======== Listed entries ========

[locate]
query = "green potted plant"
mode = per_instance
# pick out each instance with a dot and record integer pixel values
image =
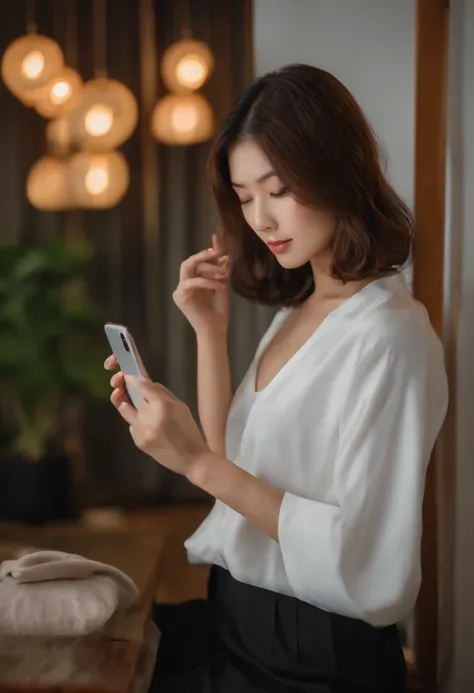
(50, 355)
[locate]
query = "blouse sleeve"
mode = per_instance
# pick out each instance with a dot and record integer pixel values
(361, 557)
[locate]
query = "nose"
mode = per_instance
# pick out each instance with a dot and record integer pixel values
(262, 220)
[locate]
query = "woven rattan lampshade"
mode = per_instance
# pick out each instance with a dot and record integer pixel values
(30, 63)
(61, 95)
(98, 180)
(59, 135)
(182, 119)
(106, 116)
(46, 186)
(186, 65)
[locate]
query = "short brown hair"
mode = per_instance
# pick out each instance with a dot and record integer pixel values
(321, 146)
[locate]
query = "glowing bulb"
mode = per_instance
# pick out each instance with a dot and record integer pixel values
(191, 71)
(97, 179)
(184, 119)
(60, 92)
(33, 64)
(98, 120)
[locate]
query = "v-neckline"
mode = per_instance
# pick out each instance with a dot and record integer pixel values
(349, 304)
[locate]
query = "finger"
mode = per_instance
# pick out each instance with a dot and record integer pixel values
(148, 389)
(118, 396)
(205, 269)
(215, 242)
(128, 413)
(110, 363)
(118, 380)
(201, 283)
(188, 267)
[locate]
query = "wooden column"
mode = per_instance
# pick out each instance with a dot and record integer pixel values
(430, 157)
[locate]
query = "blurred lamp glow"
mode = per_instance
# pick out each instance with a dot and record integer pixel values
(182, 119)
(46, 187)
(98, 120)
(60, 96)
(106, 115)
(30, 63)
(186, 65)
(98, 181)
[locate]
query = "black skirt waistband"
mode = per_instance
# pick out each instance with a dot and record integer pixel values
(296, 645)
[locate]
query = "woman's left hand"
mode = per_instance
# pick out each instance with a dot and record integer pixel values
(163, 426)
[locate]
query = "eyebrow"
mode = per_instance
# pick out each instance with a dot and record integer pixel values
(260, 179)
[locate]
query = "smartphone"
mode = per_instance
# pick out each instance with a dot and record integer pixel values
(124, 348)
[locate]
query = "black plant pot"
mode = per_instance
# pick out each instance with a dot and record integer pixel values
(35, 492)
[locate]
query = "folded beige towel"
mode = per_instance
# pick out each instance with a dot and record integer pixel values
(56, 593)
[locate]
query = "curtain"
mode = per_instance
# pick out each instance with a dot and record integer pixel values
(167, 214)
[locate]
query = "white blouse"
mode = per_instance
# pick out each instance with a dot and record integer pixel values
(346, 430)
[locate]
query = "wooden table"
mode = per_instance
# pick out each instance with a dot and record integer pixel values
(108, 662)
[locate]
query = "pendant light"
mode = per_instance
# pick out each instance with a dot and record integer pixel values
(46, 186)
(99, 180)
(30, 63)
(186, 65)
(107, 114)
(182, 119)
(61, 95)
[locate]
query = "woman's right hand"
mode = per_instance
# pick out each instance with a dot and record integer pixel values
(202, 294)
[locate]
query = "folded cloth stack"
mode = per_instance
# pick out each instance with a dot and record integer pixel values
(51, 593)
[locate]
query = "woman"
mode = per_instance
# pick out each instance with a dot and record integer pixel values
(318, 462)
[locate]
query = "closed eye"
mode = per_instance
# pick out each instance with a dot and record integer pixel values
(281, 193)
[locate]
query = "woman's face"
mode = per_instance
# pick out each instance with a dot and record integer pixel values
(295, 233)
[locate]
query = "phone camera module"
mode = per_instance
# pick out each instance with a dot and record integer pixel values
(124, 342)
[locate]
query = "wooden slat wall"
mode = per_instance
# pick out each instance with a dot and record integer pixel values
(430, 148)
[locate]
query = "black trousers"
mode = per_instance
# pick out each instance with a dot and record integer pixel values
(245, 639)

========

The request
Each record above is to be restated exactly, with its pictures removed from the copy.

Task response
[locate]
query = "green potted plant"
mode = per_instance
# pick out each instance with a dot and record integer pixel values
image =
(50, 355)
[locate]
query = "blouse sleeve"
mode = per_instance
# pick out each instance with a dot and record integer pixel values
(361, 557)
[locate]
query = "nose"
mode = per_instance
# pick out each instance with a dot and record integer pixel values
(262, 220)
[locate]
query = "woven rattan lampshade"
mode = per_instance
# pick out each instance with a dot and record integer pixel values
(30, 63)
(61, 95)
(98, 180)
(59, 135)
(182, 119)
(106, 116)
(46, 186)
(186, 65)
[locate]
query = "short brown hair"
mode = per_instance
# pick out each instance with a dot and record integer pixel values
(321, 146)
[locate]
query = "glowing bulb"
mode = per_instance
# pick out each instance with a dot and record integer pixel values
(191, 71)
(97, 179)
(184, 119)
(60, 92)
(33, 64)
(98, 120)
[locate]
query = "v-neckline"
mode = per_instance
# pick out each instance with a dot and record integer pixel values
(349, 304)
[locate]
query = "finger"
mode = per_instance
# pick out each instance with a dot and record integer pixel values
(148, 389)
(118, 396)
(205, 269)
(215, 242)
(128, 413)
(110, 363)
(118, 380)
(201, 283)
(188, 267)
[locate]
query = "wooden column"
mode = per_instance
# pick out each instance with a dot and record integer pixel values
(430, 157)
[locate]
query = "blurred lamp glow"
mode = per_instance
# pick out each instance with a dot and record integer pixel values
(182, 119)
(46, 187)
(98, 120)
(60, 96)
(106, 115)
(30, 63)
(186, 65)
(98, 181)
[locate]
query = "black skirt waistband"
mode = per_instance
# pick out each instance with a dot and record integer pixel values
(296, 645)
[locate]
query = "woman's left hand"
mode = per_instance
# pick out each instance with a dot and record integer pixel values
(163, 426)
[locate]
query = "eyebrow"
mode = per_instance
# pick out each instance with a dot and record integer pixel values
(260, 179)
[locate]
query = "smartphone"
mode = per_instance
# pick out each instance with a dot and record integer pixel values
(124, 348)
[locate]
query = "black plant pot"
mode = per_instance
# pick out each instance with a dot and record integer pixel values
(35, 492)
[locate]
query = "folded beige towel"
mode = per_instance
# pick out each instance with a dot and record integer pixel values
(56, 593)
[locate]
query = "curtain"
mode = per_instance
# pick out each instance with a dot and record integer pixel values
(167, 214)
[locate]
query = "white blouse"
mode = per_instance
# pick out each instance with a dot and record integer pixel values
(346, 430)
[locate]
query = "wooden table"
mode = per_instance
# pick out each instance with a dot and record integer pixel values
(108, 662)
[locate]
query = "pendant light"
mode = per_instance
# pick out each instance with a dot and record integer pixel values
(46, 186)
(99, 180)
(30, 63)
(186, 65)
(107, 114)
(182, 119)
(61, 95)
[locate]
query = "woman's right hand"
mode = per_instance
# pick out each instance with a dot and record integer pixel values
(202, 294)
[locate]
query = "folded cloth stack"
mode = per_instance
# pick out each instance with a dot and record integer pixel values
(51, 593)
[locate]
query = "woman"
mode = per_instance
# pick out each instance with a dot and record integer pixel values
(318, 462)
[locate]
query = "closed eye"
mode = per_instance
# pick out each instance with a dot and record integer pixel values
(281, 193)
[locate]
query = "woman's face"
mode = per_instance
# pick out each instance with a dot and record integer pixel values
(295, 233)
[locate]
query = "phone camera module"
mode = per_instance
# pick out each instance with a dot and record integer pixel values
(124, 342)
[locate]
query = "wooden slat wall"
mode = per_instance
# pick out each instance with a dot and record integer pixel values
(430, 148)
[locate]
query = "black trousers"
mode = per_instance
# pick out each instance with a dot and record integer pixel values
(245, 639)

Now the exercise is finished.